[Dataset entries]
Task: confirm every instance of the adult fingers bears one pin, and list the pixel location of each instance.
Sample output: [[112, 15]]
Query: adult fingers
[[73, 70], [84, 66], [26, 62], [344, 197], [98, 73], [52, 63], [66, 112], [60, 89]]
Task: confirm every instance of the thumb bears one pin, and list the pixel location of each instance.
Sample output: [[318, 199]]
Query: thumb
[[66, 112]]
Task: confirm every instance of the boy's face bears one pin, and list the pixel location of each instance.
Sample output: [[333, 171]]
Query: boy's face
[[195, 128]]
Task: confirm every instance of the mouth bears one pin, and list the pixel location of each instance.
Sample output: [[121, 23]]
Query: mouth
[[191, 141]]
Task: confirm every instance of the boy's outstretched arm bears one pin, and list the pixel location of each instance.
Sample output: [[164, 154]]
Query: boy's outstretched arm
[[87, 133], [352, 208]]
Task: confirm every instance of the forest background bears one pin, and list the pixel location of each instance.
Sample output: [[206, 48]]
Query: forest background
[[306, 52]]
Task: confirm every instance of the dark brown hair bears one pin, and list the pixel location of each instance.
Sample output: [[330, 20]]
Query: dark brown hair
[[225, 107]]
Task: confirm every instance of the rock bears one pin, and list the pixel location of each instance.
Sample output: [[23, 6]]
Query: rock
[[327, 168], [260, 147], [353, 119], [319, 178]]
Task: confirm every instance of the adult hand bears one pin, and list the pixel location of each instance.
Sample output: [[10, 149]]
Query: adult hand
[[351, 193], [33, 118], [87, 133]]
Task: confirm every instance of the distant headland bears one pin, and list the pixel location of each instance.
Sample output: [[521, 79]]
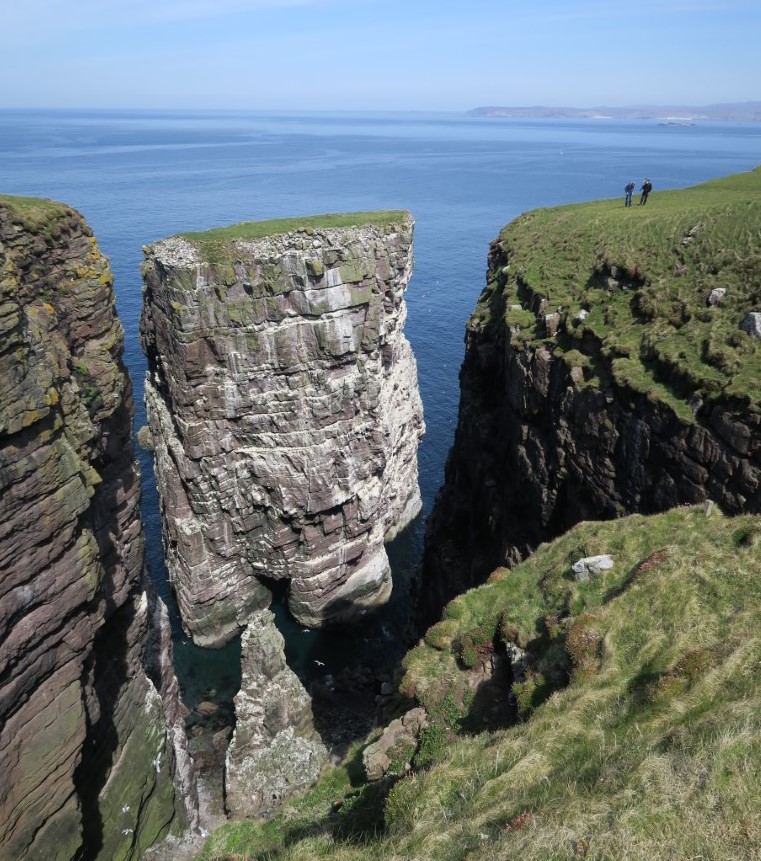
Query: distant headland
[[736, 111]]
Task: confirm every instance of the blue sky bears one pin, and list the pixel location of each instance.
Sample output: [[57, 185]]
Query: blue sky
[[377, 54]]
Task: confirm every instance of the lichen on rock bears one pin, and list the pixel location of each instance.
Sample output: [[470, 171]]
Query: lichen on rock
[[82, 718]]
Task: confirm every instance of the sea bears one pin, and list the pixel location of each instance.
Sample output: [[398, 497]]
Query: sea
[[138, 176]]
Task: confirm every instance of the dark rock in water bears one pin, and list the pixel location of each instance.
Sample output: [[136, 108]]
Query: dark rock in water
[[275, 751], [92, 749]]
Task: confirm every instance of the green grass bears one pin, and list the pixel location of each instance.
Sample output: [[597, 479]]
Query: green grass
[[218, 245], [668, 256], [33, 212], [644, 743]]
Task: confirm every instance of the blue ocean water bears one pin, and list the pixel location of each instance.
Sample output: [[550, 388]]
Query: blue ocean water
[[138, 176]]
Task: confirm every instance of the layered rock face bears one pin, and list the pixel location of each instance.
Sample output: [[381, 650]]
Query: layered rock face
[[275, 750], [283, 404], [554, 425], [88, 753]]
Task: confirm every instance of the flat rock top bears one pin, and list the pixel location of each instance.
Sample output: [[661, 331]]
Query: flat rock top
[[255, 237]]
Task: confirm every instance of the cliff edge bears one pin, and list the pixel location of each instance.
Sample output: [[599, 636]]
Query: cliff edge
[[283, 403], [92, 746], [612, 365]]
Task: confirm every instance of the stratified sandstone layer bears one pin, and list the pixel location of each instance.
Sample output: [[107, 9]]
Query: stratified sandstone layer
[[275, 750], [283, 403], [602, 378], [87, 753]]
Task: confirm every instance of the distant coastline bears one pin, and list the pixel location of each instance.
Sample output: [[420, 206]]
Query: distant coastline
[[736, 111]]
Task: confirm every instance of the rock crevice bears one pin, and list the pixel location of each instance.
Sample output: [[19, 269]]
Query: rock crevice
[[88, 765]]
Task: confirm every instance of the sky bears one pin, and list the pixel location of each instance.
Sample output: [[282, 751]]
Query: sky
[[449, 55]]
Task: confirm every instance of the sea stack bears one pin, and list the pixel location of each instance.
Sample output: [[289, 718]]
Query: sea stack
[[284, 409], [92, 746]]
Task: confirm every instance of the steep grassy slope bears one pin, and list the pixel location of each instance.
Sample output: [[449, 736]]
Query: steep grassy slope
[[635, 732], [643, 276]]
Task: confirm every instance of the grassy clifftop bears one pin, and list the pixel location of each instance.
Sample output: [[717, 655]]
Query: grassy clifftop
[[627, 290], [216, 243], [635, 732]]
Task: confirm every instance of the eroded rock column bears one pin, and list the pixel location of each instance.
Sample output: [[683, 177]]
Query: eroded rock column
[[275, 750], [283, 403]]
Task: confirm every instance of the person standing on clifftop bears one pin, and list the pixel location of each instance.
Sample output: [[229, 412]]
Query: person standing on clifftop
[[647, 187]]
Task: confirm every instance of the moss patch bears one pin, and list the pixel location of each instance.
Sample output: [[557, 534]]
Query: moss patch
[[631, 289]]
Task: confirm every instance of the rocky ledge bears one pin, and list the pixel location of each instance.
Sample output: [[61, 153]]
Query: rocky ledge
[[609, 369], [92, 747], [284, 409]]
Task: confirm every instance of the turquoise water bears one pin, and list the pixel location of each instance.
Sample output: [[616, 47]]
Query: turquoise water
[[138, 176]]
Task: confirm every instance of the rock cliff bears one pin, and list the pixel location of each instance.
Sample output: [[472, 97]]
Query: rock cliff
[[90, 736], [275, 750], [283, 404], [607, 371]]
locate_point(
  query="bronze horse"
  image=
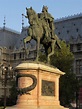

### AIM OF THE EXERCISE
Could you transcribe the entries exactly, from the first line through the line containing "Task: confirm every instance of the boy's outstretched", and give nothing more?

### PROBLEM SOLUTION
Task: confirm every instance of the adult fingers bears one pin, and list the pixel location of each instance.
Sample output: [[112, 15]]
Query: adult fingers
[[73, 70], [84, 66], [26, 62], [344, 197], [98, 73], [52, 63], [66, 112], [60, 89]]
Task: confirm every instance of the thumb bears one pin, and list the pixel location of each instance.
Sample output: [[318, 199]]
Query: thumb
[[66, 112]]
Task: confirm every instance of the boy's face bears one pin, and list the pixel location of each instance.
Sample output: [[333, 171]]
Query: boy's face
[[195, 128]]
Task: confirm every instance of the mouth bears one pin, and list the pixel location of each instance.
Sample output: [[121, 23]]
Query: mouth
[[191, 141]]
Task: confirm every instance of the boy's outstretched arm bears one pin, and list the pixel location of each instance.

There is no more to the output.